### Required action
The required output is every line from the beginning of the entries below through the line that includes "target: **mirror metal frame**", copied exactly.

Source records:
· · · · · · ·
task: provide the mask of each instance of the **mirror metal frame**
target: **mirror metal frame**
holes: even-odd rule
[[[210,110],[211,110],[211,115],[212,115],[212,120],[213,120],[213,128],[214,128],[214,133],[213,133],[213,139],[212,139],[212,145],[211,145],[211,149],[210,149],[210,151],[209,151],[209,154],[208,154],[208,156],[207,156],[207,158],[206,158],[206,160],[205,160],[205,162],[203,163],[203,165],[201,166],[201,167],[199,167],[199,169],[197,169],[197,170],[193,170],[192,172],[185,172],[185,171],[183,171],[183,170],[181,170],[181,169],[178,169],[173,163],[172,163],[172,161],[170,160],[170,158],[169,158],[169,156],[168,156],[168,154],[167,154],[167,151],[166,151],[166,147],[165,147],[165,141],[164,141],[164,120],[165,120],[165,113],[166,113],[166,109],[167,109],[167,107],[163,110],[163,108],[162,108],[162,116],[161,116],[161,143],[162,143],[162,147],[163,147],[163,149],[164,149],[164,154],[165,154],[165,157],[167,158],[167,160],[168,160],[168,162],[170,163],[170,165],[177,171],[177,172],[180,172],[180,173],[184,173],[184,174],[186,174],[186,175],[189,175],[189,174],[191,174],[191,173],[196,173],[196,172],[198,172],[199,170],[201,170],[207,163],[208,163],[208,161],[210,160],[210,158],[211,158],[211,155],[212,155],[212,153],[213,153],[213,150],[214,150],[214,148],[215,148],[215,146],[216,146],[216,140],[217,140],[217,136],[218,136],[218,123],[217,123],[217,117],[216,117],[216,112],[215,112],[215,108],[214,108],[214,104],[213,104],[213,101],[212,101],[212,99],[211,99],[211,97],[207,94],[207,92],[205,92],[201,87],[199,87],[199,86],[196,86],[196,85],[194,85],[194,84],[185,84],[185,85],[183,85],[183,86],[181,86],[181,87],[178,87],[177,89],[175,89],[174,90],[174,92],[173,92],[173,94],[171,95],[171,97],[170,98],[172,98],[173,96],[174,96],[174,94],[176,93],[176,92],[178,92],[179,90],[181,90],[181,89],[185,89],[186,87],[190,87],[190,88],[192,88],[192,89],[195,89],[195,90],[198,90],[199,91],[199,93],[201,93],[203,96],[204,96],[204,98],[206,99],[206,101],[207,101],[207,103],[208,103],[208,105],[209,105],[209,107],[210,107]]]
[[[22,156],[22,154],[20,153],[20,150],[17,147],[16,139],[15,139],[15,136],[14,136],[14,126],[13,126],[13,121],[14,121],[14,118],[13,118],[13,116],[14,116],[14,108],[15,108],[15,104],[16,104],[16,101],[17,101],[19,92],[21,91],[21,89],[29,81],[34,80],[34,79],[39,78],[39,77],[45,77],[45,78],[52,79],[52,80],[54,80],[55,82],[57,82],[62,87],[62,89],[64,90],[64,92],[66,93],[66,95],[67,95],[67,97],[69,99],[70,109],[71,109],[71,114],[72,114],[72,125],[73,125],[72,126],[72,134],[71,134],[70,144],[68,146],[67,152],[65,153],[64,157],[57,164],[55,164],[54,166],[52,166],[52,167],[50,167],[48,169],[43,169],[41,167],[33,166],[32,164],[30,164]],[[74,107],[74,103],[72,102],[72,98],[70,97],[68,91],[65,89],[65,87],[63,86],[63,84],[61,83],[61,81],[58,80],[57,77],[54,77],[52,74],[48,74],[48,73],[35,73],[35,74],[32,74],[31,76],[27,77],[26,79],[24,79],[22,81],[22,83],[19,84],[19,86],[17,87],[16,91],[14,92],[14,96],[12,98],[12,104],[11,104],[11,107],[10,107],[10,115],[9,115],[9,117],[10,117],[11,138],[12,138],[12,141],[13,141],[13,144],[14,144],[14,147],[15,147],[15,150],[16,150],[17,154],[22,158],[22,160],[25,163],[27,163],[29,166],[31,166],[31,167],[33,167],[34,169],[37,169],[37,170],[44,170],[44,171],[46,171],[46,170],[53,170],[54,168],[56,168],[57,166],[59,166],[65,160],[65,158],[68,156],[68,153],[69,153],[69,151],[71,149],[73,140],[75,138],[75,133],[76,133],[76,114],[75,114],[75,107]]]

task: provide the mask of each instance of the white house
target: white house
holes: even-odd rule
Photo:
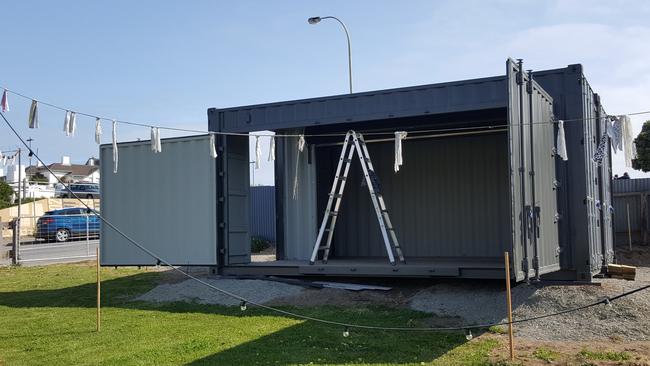
[[[86,164],[72,164],[69,156],[63,156],[60,163],[47,166],[30,166],[27,168],[27,176],[30,181],[36,174],[43,175],[49,184],[57,184],[57,178],[67,183],[87,182],[99,183],[99,159],[90,158]],[[52,173],[50,173],[50,170]]]

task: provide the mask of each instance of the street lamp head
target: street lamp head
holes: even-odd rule
[[[317,24],[320,21],[321,21],[321,17],[311,17],[311,18],[307,19],[307,22],[309,24]]]

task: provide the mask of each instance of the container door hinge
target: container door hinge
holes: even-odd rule
[[[533,268],[539,268],[539,258],[533,258]]]
[[[528,94],[533,94],[533,79],[531,78],[526,82],[526,92]]]
[[[521,270],[524,271],[524,273],[528,273],[528,258],[521,260]]]

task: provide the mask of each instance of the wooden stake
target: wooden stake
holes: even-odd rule
[[[100,311],[100,306],[101,306],[101,277],[99,273],[99,247],[97,247],[97,331],[102,330],[102,323],[101,323],[101,311]]]
[[[627,205],[627,240],[630,244],[630,251],[632,251],[632,229],[630,226],[630,204]]]
[[[508,334],[510,336],[510,361],[515,360],[515,337],[512,334],[512,297],[510,295],[510,254],[503,253],[506,268],[506,303],[508,305]]]

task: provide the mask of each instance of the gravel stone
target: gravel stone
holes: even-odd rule
[[[303,287],[275,281],[222,278],[203,278],[203,280],[222,290],[235,293],[258,303],[266,303],[284,296],[296,296],[304,291]],[[239,300],[221,294],[194,280],[159,285],[135,300],[147,302],[183,301],[226,306],[235,306],[240,303]]]

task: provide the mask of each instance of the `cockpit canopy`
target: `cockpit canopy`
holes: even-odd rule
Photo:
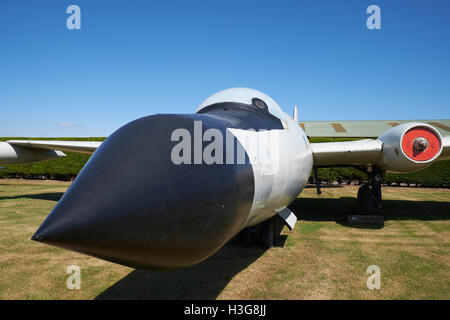
[[[285,113],[271,97],[261,91],[250,88],[230,88],[216,92],[213,95],[209,96],[205,101],[203,101],[196,112],[198,113],[200,110],[206,108],[207,106],[221,102],[237,102],[250,106],[255,102],[258,105],[260,101],[266,104],[267,110],[270,114],[280,120],[286,121]]]

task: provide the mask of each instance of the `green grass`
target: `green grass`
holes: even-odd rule
[[[0,180],[0,299],[449,299],[450,190],[384,188],[383,228],[355,228],[355,186],[306,188],[276,246],[233,239],[183,270],[134,270],[30,240],[69,182]],[[66,268],[81,268],[68,290]],[[366,287],[370,265],[381,289]]]

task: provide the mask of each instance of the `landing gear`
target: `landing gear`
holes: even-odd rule
[[[368,172],[369,183],[358,190],[358,211],[360,214],[373,214],[376,208],[381,208],[381,182],[383,172],[373,167]]]
[[[377,168],[369,168],[369,183],[362,185],[358,190],[358,215],[349,215],[348,222],[383,225],[384,218],[376,214],[381,208],[381,182],[383,172]]]
[[[258,232],[258,245],[264,249],[270,249],[275,240],[275,224],[273,218],[260,224]]]
[[[358,190],[358,213],[373,214],[375,211],[375,195],[373,190],[367,185],[363,185]]]
[[[374,206],[376,208],[381,208],[381,183],[383,182],[383,175],[384,173],[378,167],[372,168],[372,172],[369,174]]]
[[[256,244],[261,248],[270,249],[275,241],[274,218],[245,228],[239,233],[239,241],[243,247]]]
[[[253,237],[252,237],[252,232],[251,232],[251,228],[245,228],[243,230],[241,230],[241,232],[239,232],[239,243],[241,244],[242,247],[247,248],[249,246],[251,246],[252,242],[253,242]]]

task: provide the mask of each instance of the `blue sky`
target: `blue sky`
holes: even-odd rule
[[[445,0],[2,1],[0,136],[107,136],[235,86],[302,120],[450,118],[449,14]]]

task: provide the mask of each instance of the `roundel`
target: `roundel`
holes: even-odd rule
[[[402,150],[412,160],[431,160],[440,149],[441,140],[430,128],[414,127],[403,135]]]

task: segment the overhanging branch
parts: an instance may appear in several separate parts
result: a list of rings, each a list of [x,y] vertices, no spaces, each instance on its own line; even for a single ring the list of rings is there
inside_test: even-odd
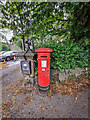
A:
[[[22,28],[22,33],[23,33],[23,35],[22,35],[22,39],[23,39],[23,49],[24,49],[24,51],[25,51],[25,38],[24,38],[24,28],[23,28],[22,16],[21,16],[21,14],[20,14],[20,11],[19,11],[19,8],[18,8],[16,2],[15,2],[15,5],[16,5],[18,14],[19,14],[19,16],[20,16],[21,28]]]

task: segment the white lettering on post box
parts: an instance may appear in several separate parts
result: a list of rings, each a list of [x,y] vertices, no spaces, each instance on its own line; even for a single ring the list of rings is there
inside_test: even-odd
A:
[[[47,62],[46,60],[41,60],[41,67],[46,68],[47,67],[46,62]]]

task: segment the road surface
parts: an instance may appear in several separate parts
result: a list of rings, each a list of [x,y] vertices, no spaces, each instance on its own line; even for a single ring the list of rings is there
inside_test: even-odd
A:
[[[5,118],[88,118],[88,89],[77,96],[42,97],[24,86],[20,62],[8,62],[2,72],[2,116]]]

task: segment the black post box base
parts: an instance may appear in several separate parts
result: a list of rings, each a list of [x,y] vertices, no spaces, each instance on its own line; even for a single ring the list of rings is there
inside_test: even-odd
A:
[[[42,97],[45,97],[48,95],[49,90],[50,90],[50,85],[46,87],[42,87],[38,85],[37,94]]]
[[[40,90],[40,91],[43,91],[43,92],[50,89],[50,85],[48,85],[48,86],[46,86],[46,87],[42,87],[42,86],[40,86],[40,85],[38,85],[38,86],[39,86],[39,90]]]

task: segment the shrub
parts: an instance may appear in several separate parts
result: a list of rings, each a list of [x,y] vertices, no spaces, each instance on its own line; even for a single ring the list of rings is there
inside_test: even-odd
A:
[[[0,42],[0,51],[10,51],[10,46],[6,43],[1,43]]]
[[[76,69],[89,66],[89,50],[84,49],[85,46],[80,46],[79,43],[49,41],[38,46],[38,48],[44,47],[53,49],[51,68],[64,71],[69,68]]]

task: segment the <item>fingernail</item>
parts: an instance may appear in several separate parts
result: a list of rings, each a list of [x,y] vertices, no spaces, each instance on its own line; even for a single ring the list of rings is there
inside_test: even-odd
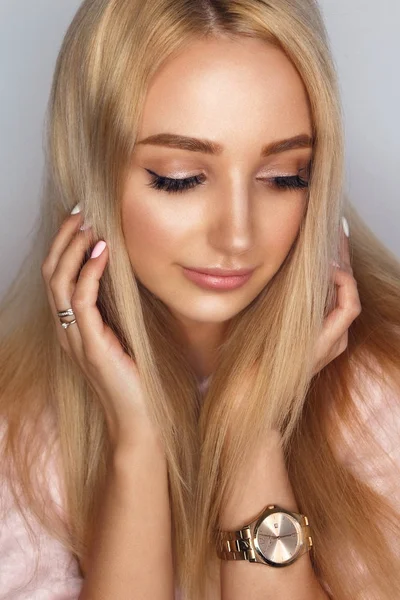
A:
[[[336,262],[336,260],[333,260],[333,261],[332,261],[332,265],[333,265],[334,267],[337,267],[338,269],[340,269],[340,265],[339,265],[339,263],[338,263],[338,262]]]
[[[347,222],[346,217],[342,217],[342,225],[343,225],[343,231],[346,237],[349,237],[350,235],[350,229],[349,229],[349,224]]]
[[[77,213],[81,212],[81,207],[79,204],[77,204],[76,206],[74,206],[74,208],[71,210],[71,215],[76,215]]]
[[[103,241],[97,242],[97,244],[93,248],[93,252],[90,255],[90,258],[97,258],[98,256],[100,256],[100,254],[103,252],[106,246],[107,244]]]

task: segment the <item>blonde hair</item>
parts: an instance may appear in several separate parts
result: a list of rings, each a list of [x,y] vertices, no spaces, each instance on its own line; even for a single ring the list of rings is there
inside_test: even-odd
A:
[[[229,323],[201,405],[176,322],[133,276],[121,197],[146,90],[157,69],[193,39],[237,36],[274,44],[298,69],[312,111],[314,155],[298,237],[265,289]],[[0,307],[0,414],[7,423],[1,464],[21,513],[32,512],[84,563],[104,484],[107,430],[100,403],[59,347],[41,275],[57,228],[79,202],[95,239],[107,240],[111,249],[100,311],[137,362],[152,418],[162,431],[175,570],[188,598],[205,597],[221,503],[235,472],[272,426],[281,430],[298,507],[313,528],[315,571],[335,600],[355,598],[365,572],[376,597],[400,597],[400,556],[382,535],[400,536],[400,514],[335,453],[345,444],[342,426],[360,444],[384,453],[359,416],[355,398],[361,395],[363,405],[373,409],[360,373],[361,379],[389,383],[400,398],[400,264],[343,191],[338,83],[317,3],[85,0],[63,41],[47,115],[40,222]],[[313,345],[335,304],[329,266],[339,258],[342,214],[350,225],[363,310],[350,327],[346,351],[313,377]],[[232,410],[237,386],[256,362],[248,400]],[[38,434],[47,416],[53,438]],[[49,504],[43,506],[33,483],[39,457],[56,442],[66,528]],[[351,562],[354,556],[363,569]]]

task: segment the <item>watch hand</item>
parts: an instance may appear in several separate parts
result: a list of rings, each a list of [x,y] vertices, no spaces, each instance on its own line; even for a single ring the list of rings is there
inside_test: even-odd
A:
[[[292,537],[293,535],[297,536],[297,533],[288,533],[287,535],[269,535],[268,533],[259,533],[258,534],[260,537],[268,537],[268,538],[273,538],[273,539],[280,539],[280,538],[284,538],[284,537]]]

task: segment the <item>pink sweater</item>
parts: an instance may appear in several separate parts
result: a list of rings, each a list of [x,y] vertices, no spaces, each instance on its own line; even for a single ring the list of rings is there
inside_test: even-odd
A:
[[[204,391],[208,381],[200,384]],[[366,382],[368,394],[374,394],[376,402],[372,412],[366,413],[360,402],[360,410],[366,423],[375,429],[384,449],[389,452],[400,465],[400,403],[393,395],[388,410],[383,401],[383,393],[375,382]],[[384,407],[384,410],[381,410]],[[363,412],[364,411],[364,412]],[[0,431],[1,433],[1,431]],[[348,432],[351,437],[351,431]],[[393,477],[393,469],[382,453],[379,457],[360,455],[357,444],[354,453],[342,454],[342,460],[355,472],[369,481],[372,487],[385,496],[393,498],[400,505],[400,484]],[[340,455],[340,452],[339,452]],[[371,480],[370,469],[379,473]],[[371,471],[372,472],[372,471]],[[49,463],[49,471],[45,476],[52,500],[62,511],[60,482],[57,476],[55,460]],[[0,499],[8,506],[8,514],[0,524],[0,600],[77,600],[82,587],[82,577],[78,563],[64,547],[45,531],[32,522],[41,536],[41,558],[36,574],[35,548],[29,539],[28,532],[16,508],[13,506],[9,492],[0,482]],[[179,591],[176,591],[179,598]],[[367,597],[365,597],[367,598]]]

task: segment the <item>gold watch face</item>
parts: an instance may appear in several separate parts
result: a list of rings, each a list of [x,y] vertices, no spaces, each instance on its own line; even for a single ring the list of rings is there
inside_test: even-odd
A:
[[[267,562],[283,566],[296,558],[301,545],[301,526],[291,515],[272,512],[254,529],[254,534],[256,550]]]

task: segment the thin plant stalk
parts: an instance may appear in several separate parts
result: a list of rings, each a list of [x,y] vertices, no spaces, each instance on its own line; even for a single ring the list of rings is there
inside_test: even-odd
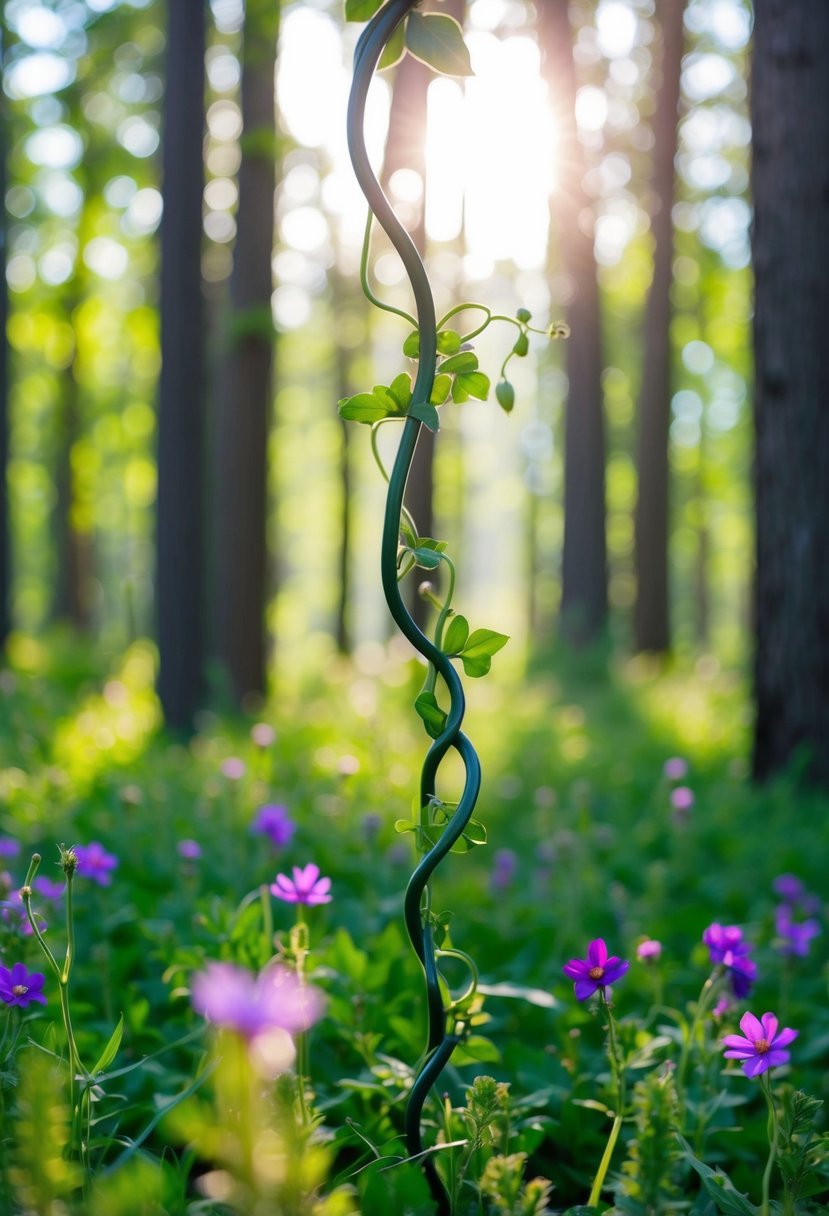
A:
[[[769,1108],[768,1136],[769,1136],[769,1159],[766,1162],[766,1168],[763,1170],[763,1190],[760,1200],[760,1216],[769,1216],[769,1191],[771,1188],[771,1174],[774,1169],[774,1162],[777,1158],[777,1144],[780,1139],[780,1124],[777,1121],[777,1111],[774,1106],[774,1098],[771,1092],[771,1080],[768,1072],[763,1073],[760,1077],[760,1088],[763,1091],[763,1096],[766,1099],[766,1105]]]

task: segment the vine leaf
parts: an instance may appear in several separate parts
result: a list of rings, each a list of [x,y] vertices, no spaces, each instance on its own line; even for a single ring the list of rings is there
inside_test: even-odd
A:
[[[461,372],[452,382],[452,400],[460,405],[470,397],[486,401],[489,396],[489,376],[483,372]]]
[[[395,376],[389,390],[401,410],[405,410],[412,399],[412,378],[407,372]]]
[[[423,720],[430,739],[439,738],[446,729],[446,714],[438,705],[433,692],[422,692],[414,704],[415,713]]]
[[[346,21],[368,21],[377,12],[383,0],[345,0]]]
[[[506,646],[509,637],[505,633],[496,633],[493,629],[476,629],[458,656],[463,663],[466,674],[475,679],[485,676],[492,666],[492,656]]]
[[[471,350],[462,350],[457,355],[452,355],[449,359],[444,359],[440,365],[441,372],[451,372],[457,375],[459,372],[474,372],[478,370],[478,356]]]
[[[449,390],[452,387],[452,377],[437,375],[435,382],[432,385],[432,392],[429,397],[432,405],[443,405],[446,398],[449,396]]]
[[[374,393],[343,397],[337,408],[340,417],[349,422],[379,422],[381,418],[388,418],[390,412]]]
[[[434,549],[410,549],[412,557],[417,562],[418,566],[422,566],[424,570],[437,570],[440,565],[440,554]]]
[[[495,396],[498,399],[498,404],[504,413],[509,414],[512,411],[512,407],[515,405],[515,389],[510,384],[509,380],[501,380],[500,383],[495,386]]]
[[[461,348],[461,336],[456,329],[442,329],[437,337],[438,353],[456,355]]]
[[[460,654],[469,638],[469,622],[465,616],[453,617],[446,637],[443,639],[443,649],[446,654]]]
[[[347,2],[347,0],[346,0]],[[362,0],[363,3],[374,3],[374,0]],[[389,38],[385,45],[383,54],[377,64],[378,72],[385,72],[386,68],[393,68],[396,63],[399,63],[406,54],[406,44],[404,42],[403,26],[398,25],[397,29]]]
[[[440,430],[440,418],[435,407],[429,401],[418,401],[409,406],[409,417],[422,422],[430,431]]]
[[[417,359],[420,355],[420,334],[416,329],[412,330],[403,343],[403,354],[407,359]]]
[[[474,76],[463,31],[445,13],[409,13],[406,48],[444,76]]]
· · · · · · ·
### Task response
task: provide the mask of each instance of the **mirror metal frame**
target: **mirror metal frame**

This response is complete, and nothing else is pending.